[Exercise data]
━━━━━━━━━━━━━━━━━━━━

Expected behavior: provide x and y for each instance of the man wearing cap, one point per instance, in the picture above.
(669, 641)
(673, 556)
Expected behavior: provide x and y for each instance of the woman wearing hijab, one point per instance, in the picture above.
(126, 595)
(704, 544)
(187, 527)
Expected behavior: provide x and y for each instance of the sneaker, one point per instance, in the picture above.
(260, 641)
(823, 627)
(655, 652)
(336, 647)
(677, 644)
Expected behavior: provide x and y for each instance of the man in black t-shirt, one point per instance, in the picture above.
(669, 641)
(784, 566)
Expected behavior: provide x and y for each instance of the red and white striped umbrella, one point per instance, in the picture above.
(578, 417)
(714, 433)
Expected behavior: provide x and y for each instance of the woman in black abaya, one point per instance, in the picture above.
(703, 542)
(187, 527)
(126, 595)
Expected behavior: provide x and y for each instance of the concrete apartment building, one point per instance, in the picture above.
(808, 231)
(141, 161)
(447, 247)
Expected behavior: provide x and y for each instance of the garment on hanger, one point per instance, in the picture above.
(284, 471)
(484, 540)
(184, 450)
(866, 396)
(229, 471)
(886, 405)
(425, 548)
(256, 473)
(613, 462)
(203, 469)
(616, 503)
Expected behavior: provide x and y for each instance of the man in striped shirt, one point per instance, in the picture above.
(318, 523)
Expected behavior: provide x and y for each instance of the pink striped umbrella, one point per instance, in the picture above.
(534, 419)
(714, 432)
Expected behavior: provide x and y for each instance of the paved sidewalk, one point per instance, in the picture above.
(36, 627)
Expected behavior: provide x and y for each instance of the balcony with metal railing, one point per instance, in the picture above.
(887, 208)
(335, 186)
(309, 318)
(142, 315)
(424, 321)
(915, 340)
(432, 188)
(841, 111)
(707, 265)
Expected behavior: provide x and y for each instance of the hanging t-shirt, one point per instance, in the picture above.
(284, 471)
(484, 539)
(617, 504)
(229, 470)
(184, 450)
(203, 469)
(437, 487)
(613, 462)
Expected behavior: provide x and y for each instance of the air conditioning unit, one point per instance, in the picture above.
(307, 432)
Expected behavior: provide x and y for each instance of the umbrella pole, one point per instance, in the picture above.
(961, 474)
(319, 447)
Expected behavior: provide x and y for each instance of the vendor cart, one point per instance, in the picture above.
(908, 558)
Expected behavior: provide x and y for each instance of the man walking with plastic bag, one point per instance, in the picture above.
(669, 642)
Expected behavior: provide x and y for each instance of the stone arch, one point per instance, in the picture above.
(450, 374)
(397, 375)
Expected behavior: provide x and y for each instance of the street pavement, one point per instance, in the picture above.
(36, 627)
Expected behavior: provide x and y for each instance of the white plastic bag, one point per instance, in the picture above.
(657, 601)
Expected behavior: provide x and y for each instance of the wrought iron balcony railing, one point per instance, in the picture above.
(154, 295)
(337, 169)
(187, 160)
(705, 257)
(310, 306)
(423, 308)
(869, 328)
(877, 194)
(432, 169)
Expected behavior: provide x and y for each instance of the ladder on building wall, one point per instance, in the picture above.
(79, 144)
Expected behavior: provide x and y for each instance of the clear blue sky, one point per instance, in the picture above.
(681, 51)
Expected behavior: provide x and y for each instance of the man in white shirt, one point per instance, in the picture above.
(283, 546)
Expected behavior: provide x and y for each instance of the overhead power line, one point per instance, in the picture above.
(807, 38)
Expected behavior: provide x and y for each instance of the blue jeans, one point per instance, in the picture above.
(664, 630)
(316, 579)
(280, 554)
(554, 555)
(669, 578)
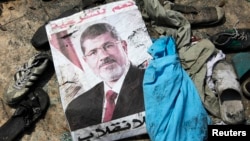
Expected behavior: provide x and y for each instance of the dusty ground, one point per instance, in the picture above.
(21, 18)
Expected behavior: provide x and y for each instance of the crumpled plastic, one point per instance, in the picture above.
(173, 108)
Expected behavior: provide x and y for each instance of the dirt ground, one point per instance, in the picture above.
(21, 18)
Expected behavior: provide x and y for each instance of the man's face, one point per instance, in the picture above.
(106, 56)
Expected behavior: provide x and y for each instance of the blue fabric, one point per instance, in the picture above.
(173, 108)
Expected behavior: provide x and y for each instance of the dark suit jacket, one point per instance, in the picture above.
(86, 109)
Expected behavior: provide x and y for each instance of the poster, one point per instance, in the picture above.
(96, 50)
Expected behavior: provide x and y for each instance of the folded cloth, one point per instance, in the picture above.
(173, 108)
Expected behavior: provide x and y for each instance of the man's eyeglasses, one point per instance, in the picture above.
(106, 47)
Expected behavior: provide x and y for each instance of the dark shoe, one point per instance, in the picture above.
(200, 15)
(25, 78)
(234, 40)
(28, 112)
(229, 93)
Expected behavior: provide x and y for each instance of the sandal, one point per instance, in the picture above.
(25, 78)
(229, 93)
(28, 112)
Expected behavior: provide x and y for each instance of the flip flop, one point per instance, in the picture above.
(229, 93)
(28, 112)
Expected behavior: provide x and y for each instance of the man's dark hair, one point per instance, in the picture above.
(96, 30)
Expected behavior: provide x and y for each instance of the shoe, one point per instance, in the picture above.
(245, 86)
(235, 40)
(200, 15)
(25, 78)
(229, 93)
(28, 112)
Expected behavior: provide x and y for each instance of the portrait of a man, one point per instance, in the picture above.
(120, 93)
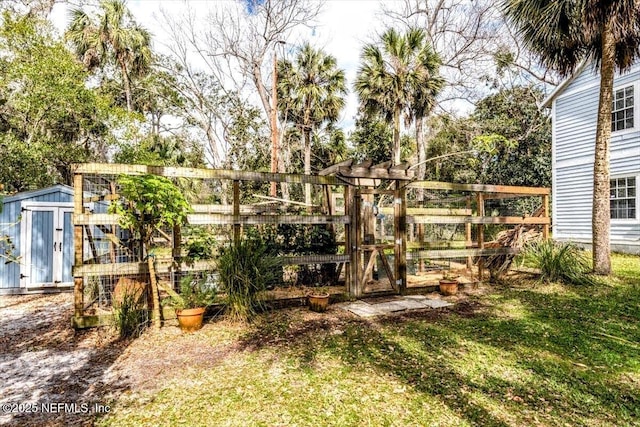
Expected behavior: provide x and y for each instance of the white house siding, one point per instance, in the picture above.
(10, 226)
(574, 127)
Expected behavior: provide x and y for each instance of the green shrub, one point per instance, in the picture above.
(245, 269)
(194, 293)
(130, 319)
(560, 262)
(200, 243)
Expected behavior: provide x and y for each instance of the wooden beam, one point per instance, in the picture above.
(95, 219)
(437, 185)
(84, 322)
(171, 171)
(366, 164)
(459, 253)
(437, 219)
(218, 219)
(402, 167)
(334, 168)
(430, 211)
(312, 259)
(376, 173)
(107, 197)
(285, 201)
(376, 191)
(384, 165)
(163, 265)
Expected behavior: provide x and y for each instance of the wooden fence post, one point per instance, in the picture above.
(78, 244)
(545, 214)
(236, 212)
(480, 199)
(400, 219)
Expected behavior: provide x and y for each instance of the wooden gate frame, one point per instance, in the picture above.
(356, 179)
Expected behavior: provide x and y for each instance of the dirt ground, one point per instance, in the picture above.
(52, 375)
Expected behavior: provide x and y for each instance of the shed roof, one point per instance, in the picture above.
(40, 192)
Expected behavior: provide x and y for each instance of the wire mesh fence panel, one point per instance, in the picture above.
(303, 227)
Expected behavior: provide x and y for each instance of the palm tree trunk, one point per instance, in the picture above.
(601, 217)
(127, 84)
(422, 155)
(307, 165)
(396, 136)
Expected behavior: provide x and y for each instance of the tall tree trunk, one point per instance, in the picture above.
(422, 155)
(396, 137)
(307, 165)
(127, 84)
(601, 217)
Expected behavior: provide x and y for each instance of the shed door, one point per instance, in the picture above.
(48, 250)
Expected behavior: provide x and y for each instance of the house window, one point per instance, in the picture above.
(623, 198)
(622, 109)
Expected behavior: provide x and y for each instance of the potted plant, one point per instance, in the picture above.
(318, 299)
(190, 304)
(147, 203)
(449, 284)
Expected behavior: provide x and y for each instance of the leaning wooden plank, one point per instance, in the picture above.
(436, 219)
(437, 185)
(204, 219)
(458, 253)
(171, 171)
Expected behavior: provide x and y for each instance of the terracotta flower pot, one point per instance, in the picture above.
(190, 319)
(448, 287)
(318, 303)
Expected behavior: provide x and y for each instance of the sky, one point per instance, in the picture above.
(342, 29)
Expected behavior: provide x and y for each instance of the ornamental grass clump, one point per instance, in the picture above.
(560, 262)
(129, 318)
(245, 270)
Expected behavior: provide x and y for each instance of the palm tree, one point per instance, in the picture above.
(312, 91)
(111, 38)
(566, 33)
(399, 76)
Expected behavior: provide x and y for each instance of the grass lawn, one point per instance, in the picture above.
(525, 354)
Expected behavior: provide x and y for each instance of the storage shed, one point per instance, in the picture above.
(39, 224)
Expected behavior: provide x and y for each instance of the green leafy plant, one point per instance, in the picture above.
(560, 261)
(245, 269)
(194, 293)
(149, 202)
(200, 243)
(129, 318)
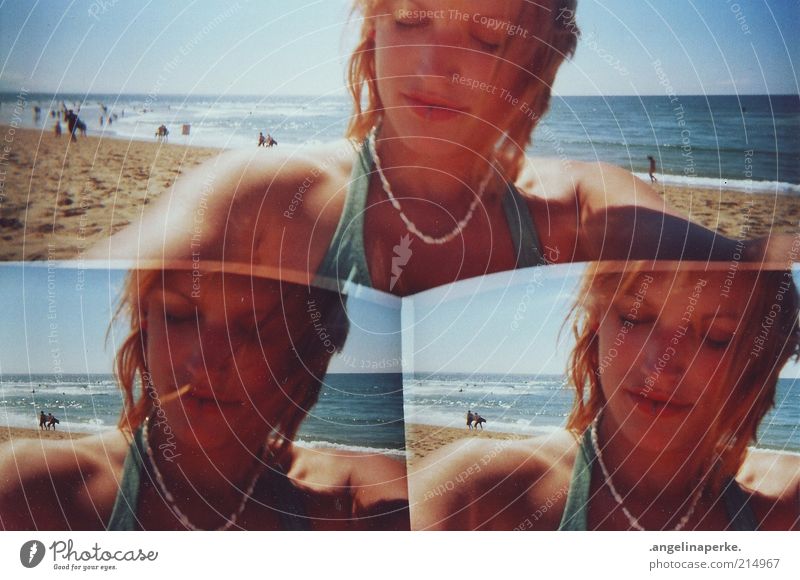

━━━━━━━━━━━━━━━━━━━━

[Task goal] From the items above, extract every line that contains the string "plant", keeping each one unchanged. The match is case-sensitive.

[Result of the task]
Expected behavior: provide x and y for each instance of the potted plant, one point per instance, in the picture above.
Expected behavior: provide x and y for each instance of the green leafy plant, one point per instance, in the picture above.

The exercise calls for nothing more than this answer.